* begin *

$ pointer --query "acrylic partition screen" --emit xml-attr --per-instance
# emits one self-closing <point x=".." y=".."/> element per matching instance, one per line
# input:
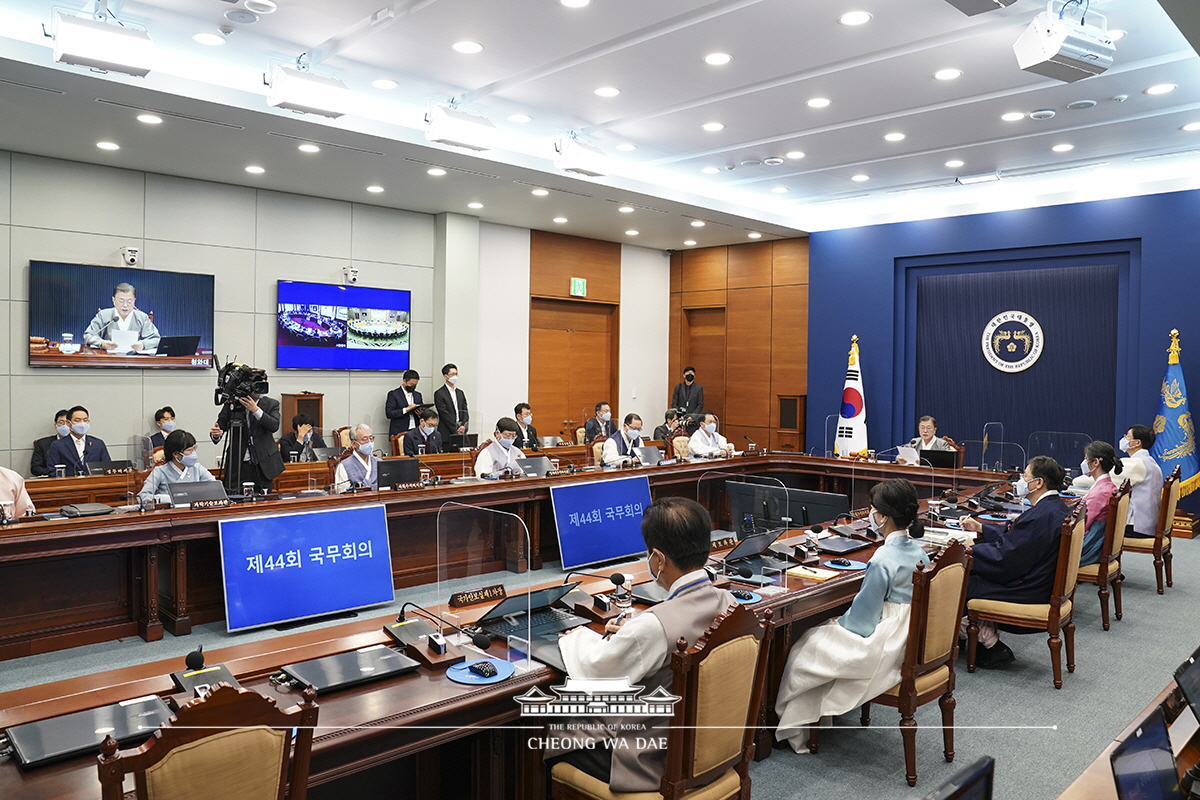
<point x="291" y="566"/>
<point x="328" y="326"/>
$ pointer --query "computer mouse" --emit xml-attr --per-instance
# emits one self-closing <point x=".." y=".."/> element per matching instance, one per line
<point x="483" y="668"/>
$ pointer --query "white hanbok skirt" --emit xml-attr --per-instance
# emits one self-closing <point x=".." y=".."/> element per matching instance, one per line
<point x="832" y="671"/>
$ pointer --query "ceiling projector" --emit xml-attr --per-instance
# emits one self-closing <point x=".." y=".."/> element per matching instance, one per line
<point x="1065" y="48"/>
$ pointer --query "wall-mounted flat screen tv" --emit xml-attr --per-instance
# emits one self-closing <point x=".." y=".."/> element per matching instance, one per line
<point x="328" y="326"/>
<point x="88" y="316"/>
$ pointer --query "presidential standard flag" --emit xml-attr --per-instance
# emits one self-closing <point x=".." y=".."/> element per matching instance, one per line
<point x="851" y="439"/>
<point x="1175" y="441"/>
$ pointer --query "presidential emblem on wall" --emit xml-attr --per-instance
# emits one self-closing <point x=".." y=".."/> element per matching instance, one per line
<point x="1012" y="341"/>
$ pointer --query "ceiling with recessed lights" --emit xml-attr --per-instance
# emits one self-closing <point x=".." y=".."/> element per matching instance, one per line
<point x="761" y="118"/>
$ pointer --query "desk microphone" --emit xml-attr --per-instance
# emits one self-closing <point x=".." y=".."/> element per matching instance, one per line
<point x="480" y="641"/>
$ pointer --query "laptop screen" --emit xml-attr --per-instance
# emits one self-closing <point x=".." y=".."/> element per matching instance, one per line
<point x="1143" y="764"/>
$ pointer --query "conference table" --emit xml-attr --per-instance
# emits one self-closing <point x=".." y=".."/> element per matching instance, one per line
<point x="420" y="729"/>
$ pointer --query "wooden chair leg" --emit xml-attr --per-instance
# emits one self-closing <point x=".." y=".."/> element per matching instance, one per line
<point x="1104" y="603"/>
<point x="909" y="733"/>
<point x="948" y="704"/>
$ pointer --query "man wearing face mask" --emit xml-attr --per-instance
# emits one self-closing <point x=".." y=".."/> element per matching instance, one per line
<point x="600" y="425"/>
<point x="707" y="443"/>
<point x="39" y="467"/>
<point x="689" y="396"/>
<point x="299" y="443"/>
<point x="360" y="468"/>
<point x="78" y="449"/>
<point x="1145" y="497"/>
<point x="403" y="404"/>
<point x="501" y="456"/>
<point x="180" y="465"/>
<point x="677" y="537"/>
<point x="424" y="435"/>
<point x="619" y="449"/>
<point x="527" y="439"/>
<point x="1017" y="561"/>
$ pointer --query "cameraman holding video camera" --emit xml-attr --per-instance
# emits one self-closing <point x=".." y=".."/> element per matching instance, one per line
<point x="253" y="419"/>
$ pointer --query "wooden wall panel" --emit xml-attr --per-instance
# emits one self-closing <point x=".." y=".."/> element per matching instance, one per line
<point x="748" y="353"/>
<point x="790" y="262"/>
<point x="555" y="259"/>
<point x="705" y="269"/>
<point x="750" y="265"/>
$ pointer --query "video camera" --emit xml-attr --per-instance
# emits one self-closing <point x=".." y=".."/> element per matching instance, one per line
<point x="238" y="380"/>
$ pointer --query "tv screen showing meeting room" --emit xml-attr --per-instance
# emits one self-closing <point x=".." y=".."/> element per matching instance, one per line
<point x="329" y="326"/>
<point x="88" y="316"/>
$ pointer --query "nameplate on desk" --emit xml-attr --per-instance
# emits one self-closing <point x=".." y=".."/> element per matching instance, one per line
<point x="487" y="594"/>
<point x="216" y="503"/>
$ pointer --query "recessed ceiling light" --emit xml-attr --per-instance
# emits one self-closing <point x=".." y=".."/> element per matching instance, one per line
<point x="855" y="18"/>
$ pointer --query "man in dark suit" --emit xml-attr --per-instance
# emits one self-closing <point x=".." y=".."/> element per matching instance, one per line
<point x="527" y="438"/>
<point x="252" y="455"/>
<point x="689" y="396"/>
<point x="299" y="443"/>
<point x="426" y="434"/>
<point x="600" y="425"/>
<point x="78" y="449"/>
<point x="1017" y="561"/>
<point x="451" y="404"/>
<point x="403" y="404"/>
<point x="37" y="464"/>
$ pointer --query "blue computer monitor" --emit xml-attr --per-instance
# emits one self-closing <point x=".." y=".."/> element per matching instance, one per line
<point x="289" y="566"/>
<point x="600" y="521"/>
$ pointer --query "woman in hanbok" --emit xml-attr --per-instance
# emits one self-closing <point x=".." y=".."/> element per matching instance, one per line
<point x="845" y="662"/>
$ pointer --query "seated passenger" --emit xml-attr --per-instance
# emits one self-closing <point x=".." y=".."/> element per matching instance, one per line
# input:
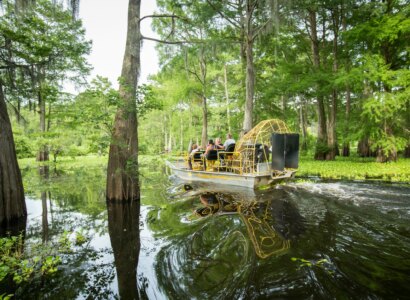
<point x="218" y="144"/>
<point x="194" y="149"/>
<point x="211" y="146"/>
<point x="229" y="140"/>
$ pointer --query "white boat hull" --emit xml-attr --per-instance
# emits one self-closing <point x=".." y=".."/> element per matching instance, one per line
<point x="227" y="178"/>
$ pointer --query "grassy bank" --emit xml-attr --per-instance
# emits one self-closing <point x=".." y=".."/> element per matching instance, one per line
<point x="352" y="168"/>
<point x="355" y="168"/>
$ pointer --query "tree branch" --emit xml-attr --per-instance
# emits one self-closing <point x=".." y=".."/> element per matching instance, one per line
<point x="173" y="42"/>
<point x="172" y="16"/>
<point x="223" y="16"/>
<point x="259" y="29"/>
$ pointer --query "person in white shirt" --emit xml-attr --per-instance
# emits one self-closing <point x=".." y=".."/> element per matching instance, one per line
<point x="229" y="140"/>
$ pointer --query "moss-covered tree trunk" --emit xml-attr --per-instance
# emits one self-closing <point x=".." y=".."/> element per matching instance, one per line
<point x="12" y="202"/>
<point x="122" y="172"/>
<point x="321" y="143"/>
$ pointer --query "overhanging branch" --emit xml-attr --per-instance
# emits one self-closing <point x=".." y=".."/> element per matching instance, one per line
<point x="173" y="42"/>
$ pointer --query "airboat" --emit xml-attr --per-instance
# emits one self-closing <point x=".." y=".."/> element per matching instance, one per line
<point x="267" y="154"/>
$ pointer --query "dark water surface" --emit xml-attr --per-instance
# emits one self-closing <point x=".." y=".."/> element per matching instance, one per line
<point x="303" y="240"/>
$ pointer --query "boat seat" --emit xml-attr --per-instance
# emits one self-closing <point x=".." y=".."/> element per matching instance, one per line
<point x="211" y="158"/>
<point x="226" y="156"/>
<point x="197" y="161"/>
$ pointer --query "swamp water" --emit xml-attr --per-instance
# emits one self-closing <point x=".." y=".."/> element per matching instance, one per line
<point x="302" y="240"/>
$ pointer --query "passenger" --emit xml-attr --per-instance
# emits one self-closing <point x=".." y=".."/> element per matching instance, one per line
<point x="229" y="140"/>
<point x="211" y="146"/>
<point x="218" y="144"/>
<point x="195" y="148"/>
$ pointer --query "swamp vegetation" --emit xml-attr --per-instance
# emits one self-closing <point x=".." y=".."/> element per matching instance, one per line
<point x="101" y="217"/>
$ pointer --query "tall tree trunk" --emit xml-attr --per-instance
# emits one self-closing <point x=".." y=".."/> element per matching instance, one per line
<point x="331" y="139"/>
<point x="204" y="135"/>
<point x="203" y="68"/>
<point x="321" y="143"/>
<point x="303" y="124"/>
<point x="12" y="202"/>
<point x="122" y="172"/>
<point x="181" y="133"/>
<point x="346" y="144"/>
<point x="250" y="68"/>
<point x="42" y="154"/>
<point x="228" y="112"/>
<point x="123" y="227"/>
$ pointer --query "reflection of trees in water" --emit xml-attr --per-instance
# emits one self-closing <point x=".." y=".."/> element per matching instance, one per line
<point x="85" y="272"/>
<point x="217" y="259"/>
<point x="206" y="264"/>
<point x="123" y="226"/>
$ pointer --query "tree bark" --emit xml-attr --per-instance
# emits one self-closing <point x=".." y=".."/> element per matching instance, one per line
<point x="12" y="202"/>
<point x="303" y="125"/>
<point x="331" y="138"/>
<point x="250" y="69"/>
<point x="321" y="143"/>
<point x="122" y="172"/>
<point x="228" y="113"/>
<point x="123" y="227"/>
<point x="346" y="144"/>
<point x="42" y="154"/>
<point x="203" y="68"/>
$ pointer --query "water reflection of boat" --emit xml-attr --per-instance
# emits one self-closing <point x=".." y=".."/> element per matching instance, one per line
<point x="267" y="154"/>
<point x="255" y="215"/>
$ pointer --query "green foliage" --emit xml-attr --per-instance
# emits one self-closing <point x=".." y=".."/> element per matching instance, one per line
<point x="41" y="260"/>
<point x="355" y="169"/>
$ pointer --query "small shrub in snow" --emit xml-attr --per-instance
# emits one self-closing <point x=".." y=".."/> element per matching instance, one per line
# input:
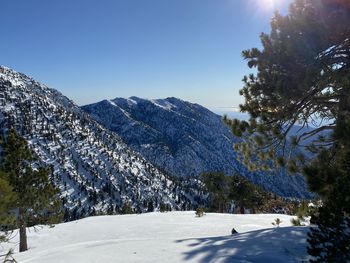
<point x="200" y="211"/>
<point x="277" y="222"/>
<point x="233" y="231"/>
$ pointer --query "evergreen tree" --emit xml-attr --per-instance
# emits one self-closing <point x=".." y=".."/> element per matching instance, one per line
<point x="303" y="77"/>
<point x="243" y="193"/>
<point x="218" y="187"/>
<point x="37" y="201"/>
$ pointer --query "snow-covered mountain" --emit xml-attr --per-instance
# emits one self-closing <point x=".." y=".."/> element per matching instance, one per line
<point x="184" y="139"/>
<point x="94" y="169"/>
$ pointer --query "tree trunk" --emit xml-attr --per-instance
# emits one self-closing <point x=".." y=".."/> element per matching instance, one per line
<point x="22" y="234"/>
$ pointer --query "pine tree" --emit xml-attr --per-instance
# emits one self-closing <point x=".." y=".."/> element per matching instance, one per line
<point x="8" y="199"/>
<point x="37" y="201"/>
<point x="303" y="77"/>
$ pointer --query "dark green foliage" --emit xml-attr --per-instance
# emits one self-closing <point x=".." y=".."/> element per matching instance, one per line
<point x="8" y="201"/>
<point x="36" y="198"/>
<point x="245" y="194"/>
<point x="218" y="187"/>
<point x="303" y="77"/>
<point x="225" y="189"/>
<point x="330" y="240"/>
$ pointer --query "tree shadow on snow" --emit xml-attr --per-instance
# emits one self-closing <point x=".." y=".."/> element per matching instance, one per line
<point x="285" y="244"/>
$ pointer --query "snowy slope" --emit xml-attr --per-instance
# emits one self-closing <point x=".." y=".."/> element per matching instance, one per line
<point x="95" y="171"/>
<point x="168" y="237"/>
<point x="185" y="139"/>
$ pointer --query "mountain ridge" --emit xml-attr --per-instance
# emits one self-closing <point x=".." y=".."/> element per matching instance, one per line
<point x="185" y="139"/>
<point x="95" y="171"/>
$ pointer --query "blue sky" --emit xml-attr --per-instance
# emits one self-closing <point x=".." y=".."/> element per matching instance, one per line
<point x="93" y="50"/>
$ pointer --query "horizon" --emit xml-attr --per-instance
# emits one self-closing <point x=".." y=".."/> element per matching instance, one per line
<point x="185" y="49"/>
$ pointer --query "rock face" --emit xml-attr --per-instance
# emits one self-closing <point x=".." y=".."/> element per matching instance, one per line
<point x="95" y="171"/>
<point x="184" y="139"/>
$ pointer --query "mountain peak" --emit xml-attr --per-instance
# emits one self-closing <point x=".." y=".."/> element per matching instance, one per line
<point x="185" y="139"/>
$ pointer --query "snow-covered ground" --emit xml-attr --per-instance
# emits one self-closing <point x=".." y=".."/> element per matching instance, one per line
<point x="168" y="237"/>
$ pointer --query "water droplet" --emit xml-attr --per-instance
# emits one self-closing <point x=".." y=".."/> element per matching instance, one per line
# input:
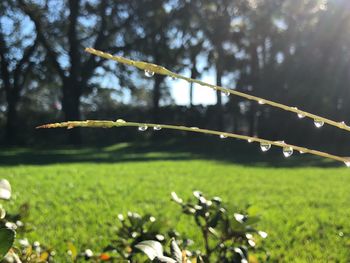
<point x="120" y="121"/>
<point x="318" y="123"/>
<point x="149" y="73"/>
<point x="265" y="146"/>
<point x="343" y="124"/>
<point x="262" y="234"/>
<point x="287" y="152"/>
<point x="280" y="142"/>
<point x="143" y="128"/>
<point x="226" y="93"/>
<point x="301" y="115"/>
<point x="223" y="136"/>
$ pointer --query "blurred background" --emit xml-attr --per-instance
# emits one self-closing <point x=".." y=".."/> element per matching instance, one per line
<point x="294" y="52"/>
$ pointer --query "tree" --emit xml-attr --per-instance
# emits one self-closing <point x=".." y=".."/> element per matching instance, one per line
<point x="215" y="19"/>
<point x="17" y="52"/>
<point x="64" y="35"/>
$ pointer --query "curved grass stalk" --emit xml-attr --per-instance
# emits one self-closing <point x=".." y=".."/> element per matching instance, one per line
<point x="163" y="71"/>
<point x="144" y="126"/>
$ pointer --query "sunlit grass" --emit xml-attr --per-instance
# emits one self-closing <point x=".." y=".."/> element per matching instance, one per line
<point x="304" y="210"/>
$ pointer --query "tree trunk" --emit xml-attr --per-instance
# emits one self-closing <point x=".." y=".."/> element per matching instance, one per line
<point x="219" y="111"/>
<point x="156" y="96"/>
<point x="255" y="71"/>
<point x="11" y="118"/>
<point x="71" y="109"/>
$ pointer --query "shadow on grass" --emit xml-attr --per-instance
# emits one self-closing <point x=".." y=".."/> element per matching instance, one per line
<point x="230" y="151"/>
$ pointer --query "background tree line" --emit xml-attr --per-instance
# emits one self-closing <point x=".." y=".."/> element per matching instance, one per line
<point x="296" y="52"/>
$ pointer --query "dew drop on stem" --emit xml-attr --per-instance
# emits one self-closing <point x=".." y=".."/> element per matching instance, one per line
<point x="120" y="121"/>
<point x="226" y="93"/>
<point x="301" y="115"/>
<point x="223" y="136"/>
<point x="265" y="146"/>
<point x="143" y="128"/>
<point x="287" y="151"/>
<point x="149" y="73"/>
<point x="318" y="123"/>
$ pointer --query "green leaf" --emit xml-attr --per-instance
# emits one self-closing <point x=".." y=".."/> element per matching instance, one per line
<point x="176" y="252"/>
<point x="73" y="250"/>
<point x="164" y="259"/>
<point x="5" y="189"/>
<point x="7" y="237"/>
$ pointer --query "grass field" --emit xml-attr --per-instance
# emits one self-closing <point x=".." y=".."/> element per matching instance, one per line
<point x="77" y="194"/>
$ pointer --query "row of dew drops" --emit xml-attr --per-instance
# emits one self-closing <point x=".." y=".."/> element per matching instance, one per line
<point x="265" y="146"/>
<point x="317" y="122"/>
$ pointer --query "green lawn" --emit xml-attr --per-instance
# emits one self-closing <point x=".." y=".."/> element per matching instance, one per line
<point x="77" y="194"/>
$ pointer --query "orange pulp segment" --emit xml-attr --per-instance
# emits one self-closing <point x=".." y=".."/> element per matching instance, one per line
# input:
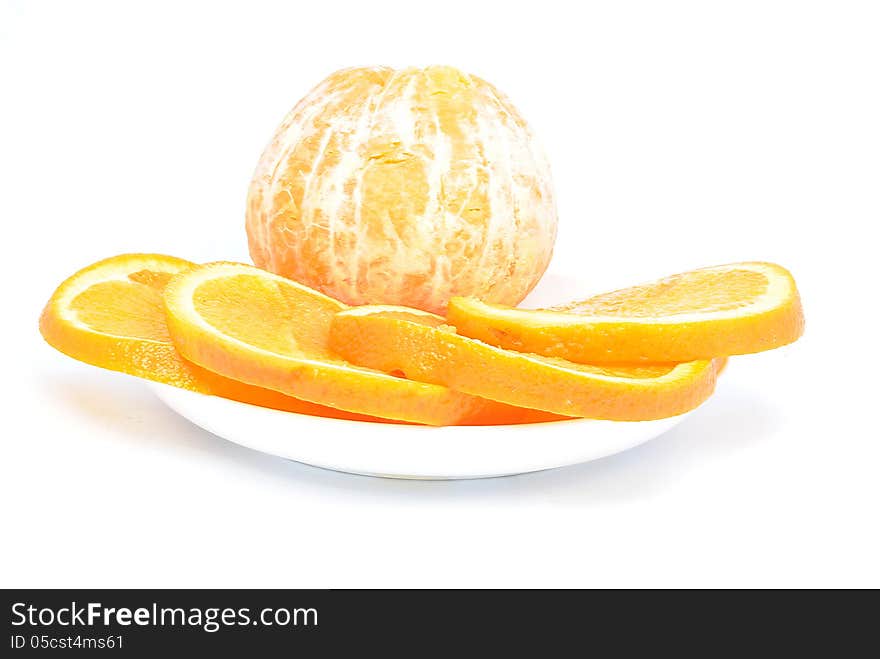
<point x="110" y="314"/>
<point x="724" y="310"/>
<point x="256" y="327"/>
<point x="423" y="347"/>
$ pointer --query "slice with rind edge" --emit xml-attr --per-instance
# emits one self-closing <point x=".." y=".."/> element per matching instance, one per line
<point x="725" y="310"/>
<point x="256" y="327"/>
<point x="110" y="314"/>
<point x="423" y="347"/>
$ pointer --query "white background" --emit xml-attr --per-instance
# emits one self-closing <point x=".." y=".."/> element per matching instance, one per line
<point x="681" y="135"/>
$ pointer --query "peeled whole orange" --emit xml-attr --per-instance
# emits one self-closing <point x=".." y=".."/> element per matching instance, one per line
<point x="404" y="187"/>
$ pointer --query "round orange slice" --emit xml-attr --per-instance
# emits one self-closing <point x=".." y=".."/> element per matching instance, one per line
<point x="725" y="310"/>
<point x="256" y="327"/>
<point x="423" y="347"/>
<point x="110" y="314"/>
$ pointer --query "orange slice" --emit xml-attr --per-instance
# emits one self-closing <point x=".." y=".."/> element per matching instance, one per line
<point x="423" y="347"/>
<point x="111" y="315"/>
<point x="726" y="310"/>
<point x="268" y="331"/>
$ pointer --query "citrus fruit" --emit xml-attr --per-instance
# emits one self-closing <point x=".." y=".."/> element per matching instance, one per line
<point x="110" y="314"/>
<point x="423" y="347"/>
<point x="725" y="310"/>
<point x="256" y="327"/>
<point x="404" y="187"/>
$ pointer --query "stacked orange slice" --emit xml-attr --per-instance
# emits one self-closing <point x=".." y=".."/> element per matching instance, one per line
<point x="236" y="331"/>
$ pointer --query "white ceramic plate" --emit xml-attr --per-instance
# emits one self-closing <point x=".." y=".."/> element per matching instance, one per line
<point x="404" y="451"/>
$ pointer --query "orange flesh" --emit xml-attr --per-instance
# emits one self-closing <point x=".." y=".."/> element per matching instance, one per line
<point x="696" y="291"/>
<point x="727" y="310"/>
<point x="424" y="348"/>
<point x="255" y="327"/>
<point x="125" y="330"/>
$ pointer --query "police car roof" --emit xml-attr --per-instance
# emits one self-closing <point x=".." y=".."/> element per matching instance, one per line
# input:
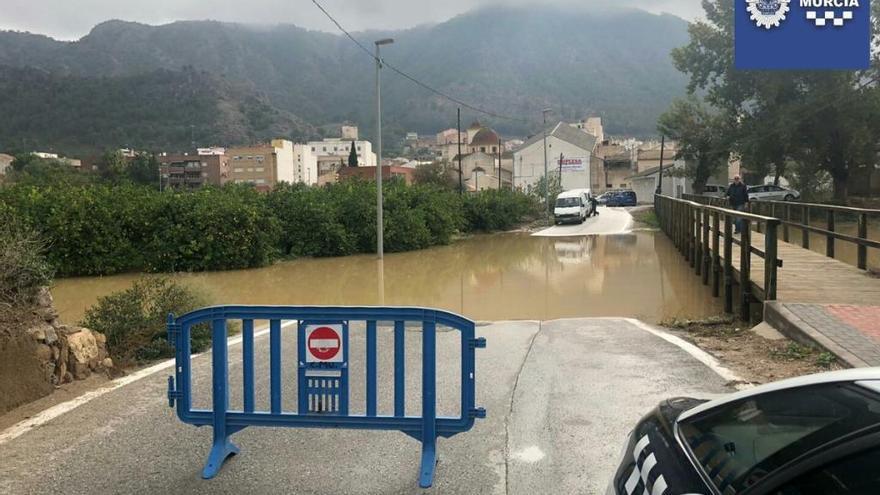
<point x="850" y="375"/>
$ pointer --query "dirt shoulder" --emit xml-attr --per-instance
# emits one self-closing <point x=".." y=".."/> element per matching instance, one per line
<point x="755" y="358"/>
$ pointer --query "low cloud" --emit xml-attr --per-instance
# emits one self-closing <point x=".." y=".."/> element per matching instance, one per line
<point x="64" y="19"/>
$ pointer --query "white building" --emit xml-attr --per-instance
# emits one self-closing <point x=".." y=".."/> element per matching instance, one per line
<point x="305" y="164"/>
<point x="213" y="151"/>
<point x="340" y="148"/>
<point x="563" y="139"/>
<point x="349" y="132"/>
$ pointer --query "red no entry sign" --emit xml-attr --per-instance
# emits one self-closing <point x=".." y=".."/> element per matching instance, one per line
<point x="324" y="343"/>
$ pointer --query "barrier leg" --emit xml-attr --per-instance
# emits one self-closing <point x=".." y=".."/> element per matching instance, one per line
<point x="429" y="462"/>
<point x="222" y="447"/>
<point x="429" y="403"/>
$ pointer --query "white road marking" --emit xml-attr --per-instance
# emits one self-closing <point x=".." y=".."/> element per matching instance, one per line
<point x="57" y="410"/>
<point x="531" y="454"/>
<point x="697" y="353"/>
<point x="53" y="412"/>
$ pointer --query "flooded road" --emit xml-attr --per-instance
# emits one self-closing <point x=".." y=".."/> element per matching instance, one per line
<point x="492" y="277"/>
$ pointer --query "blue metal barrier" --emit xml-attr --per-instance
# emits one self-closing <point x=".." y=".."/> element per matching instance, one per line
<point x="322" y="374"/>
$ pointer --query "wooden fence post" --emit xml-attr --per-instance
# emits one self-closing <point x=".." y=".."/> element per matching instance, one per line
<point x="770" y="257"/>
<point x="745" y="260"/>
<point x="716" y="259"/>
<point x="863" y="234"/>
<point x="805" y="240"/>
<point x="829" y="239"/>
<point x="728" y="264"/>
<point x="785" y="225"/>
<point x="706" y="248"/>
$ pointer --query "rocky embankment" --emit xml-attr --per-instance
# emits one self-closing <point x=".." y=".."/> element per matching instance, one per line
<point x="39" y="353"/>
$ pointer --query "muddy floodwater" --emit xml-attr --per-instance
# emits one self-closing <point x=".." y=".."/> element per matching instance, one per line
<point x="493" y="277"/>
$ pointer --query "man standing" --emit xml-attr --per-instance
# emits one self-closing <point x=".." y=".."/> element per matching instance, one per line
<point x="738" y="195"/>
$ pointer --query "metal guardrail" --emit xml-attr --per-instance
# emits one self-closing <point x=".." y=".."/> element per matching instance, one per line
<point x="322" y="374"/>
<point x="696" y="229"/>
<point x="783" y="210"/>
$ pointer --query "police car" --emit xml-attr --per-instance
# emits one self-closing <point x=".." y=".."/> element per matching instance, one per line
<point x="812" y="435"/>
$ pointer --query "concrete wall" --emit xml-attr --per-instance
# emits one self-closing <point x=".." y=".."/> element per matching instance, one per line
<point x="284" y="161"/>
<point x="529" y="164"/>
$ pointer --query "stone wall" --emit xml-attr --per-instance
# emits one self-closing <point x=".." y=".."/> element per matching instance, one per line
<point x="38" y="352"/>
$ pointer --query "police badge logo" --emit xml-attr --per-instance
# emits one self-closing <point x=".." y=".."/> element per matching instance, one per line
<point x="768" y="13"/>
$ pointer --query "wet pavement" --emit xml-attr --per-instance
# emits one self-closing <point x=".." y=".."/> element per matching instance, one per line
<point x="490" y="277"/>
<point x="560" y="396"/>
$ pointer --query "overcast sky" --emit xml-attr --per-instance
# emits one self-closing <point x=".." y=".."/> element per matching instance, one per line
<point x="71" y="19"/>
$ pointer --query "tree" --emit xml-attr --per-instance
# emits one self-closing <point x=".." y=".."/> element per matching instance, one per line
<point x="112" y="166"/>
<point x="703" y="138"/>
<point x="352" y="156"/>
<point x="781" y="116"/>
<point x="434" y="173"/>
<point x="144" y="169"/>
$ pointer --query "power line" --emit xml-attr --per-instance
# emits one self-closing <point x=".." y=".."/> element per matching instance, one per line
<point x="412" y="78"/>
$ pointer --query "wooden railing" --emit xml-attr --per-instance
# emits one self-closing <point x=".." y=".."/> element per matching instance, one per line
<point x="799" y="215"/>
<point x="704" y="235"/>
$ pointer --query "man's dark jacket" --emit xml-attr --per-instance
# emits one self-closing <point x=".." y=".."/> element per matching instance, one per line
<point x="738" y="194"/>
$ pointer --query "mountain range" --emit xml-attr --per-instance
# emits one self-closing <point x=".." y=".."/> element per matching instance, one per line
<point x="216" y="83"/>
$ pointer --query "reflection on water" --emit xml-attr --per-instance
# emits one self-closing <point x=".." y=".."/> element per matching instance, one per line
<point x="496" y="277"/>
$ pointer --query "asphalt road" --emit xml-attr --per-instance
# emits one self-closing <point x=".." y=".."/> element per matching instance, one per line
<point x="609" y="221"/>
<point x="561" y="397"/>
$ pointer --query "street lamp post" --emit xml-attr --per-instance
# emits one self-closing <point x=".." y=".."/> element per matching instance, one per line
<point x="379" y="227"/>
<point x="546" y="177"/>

* end *

Aim of the exercise: List each line of the records above that contains the string "with". Case counts.

Output below:
$ pointer --query "ceiling with recessed lights" --emit xml-attr --per-instance
$ pointer --query "slice with rind edge" --emit xml-attr --per-instance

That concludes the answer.